### WORK TO BE COMPLETED
Reproduce precisely the lines of the listing below, starting with the line that contains "In the image shown above, in which region does the toilet" and stopping after the line that contains "Where is the dry leaf in the picture above?"; include nothing else.

### EXTRACTED ENTRIES
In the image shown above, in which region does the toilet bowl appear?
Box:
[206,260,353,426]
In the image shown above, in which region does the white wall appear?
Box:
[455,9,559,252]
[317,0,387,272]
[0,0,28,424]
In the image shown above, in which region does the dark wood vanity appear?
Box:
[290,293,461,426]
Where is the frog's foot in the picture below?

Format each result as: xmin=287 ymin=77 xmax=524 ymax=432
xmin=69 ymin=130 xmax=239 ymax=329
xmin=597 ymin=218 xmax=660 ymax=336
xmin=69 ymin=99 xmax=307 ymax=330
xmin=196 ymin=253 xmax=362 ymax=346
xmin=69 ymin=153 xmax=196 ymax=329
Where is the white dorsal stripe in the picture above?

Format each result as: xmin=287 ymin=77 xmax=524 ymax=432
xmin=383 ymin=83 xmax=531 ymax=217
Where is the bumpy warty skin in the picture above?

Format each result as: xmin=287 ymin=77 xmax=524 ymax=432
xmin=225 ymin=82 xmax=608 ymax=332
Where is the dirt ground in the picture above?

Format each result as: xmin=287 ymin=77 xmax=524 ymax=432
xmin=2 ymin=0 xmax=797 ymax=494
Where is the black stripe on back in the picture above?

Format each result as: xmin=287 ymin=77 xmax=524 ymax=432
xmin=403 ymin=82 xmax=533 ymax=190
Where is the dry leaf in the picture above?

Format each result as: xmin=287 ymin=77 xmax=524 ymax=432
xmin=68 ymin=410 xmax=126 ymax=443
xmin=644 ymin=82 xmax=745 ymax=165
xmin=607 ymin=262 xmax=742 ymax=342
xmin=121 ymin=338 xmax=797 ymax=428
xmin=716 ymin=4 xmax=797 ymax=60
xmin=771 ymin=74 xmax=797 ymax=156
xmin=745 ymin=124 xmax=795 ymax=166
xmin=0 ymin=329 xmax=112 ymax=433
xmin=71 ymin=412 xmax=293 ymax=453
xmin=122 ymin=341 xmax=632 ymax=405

...

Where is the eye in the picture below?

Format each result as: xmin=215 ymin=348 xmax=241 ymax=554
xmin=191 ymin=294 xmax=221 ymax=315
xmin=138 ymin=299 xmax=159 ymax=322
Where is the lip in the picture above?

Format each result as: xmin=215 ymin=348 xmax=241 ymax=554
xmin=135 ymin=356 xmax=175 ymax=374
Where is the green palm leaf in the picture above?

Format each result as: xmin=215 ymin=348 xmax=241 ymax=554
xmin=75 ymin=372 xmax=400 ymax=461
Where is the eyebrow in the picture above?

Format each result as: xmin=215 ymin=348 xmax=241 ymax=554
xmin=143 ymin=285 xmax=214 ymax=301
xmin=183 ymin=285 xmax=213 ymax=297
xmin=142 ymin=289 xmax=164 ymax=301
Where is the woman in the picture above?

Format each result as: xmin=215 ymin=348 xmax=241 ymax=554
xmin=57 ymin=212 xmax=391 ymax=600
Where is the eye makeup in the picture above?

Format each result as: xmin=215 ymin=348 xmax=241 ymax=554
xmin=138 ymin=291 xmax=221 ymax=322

==

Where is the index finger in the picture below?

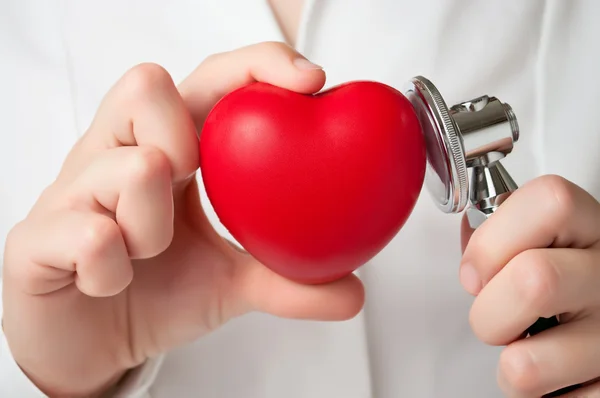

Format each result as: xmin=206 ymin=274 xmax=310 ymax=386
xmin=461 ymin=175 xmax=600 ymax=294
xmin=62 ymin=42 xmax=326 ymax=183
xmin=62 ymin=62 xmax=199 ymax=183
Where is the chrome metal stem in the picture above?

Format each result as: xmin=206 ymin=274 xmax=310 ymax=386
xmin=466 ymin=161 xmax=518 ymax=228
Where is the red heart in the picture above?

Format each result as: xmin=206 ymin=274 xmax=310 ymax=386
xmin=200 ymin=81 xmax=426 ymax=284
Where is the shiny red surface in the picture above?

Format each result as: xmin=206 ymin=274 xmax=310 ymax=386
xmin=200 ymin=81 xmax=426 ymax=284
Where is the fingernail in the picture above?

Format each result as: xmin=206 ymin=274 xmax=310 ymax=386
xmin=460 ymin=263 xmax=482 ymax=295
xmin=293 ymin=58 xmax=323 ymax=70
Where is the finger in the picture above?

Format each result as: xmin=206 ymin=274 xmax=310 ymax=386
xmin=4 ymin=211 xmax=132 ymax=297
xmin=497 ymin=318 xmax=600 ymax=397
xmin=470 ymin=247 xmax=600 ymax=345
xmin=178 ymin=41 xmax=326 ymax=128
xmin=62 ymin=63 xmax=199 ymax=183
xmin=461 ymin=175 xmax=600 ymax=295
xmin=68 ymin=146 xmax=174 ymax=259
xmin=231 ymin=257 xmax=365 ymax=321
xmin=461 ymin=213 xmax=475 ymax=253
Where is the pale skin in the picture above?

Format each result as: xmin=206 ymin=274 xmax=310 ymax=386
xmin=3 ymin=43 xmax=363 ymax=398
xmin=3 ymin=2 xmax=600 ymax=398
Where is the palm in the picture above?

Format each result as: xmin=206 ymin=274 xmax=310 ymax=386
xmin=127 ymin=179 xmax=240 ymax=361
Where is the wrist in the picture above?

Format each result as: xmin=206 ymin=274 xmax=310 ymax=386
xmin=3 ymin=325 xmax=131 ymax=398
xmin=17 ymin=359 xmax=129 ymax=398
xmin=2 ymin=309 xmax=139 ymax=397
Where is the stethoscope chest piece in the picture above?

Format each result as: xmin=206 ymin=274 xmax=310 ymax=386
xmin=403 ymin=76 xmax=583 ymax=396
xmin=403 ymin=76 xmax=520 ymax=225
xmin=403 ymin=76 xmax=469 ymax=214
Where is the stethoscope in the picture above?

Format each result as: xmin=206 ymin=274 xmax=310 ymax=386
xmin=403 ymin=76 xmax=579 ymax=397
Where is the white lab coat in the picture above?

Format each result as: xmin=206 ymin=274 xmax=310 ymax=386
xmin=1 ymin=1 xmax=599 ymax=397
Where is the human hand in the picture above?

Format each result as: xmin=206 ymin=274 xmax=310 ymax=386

### TASK RESULT
In the image shown above, in which region does the toilet bowl appear?
Box:
[206,260,353,426]
In the image shown above, in which region does the white wall appear?
Box:
[455,9,559,252]
[317,0,387,272]
[0,0,28,424]
In the image shown above, in which region does the dark wood vanity appear?
Box:
[290,293,461,426]
Where is the frog's foot in the picture below?

Format each result as: xmin=287 ymin=77 xmax=524 ymax=432
xmin=69 ymin=130 xmax=239 ymax=329
xmin=597 ymin=218 xmax=660 ymax=336
xmin=69 ymin=99 xmax=307 ymax=330
xmin=196 ymin=253 xmax=362 ymax=346
xmin=69 ymin=153 xmax=196 ymax=329
Where is the white dorsal stripe in the picture above?

Format each result as: xmin=287 ymin=77 xmax=524 ymax=432
xmin=383 ymin=83 xmax=531 ymax=217
Where is the bumpy warty skin in the picture above?

Format each result as: xmin=287 ymin=77 xmax=524 ymax=432
xmin=225 ymin=82 xmax=608 ymax=332
Where is the dirt ground in the picture above?

Format each result as: xmin=287 ymin=77 xmax=524 ymax=432
xmin=2 ymin=0 xmax=797 ymax=494
Where is the black stripe on back in the picture above?

Format each result as: xmin=287 ymin=77 xmax=524 ymax=432
xmin=403 ymin=82 xmax=533 ymax=190
Where is the dry leaf in the picture above?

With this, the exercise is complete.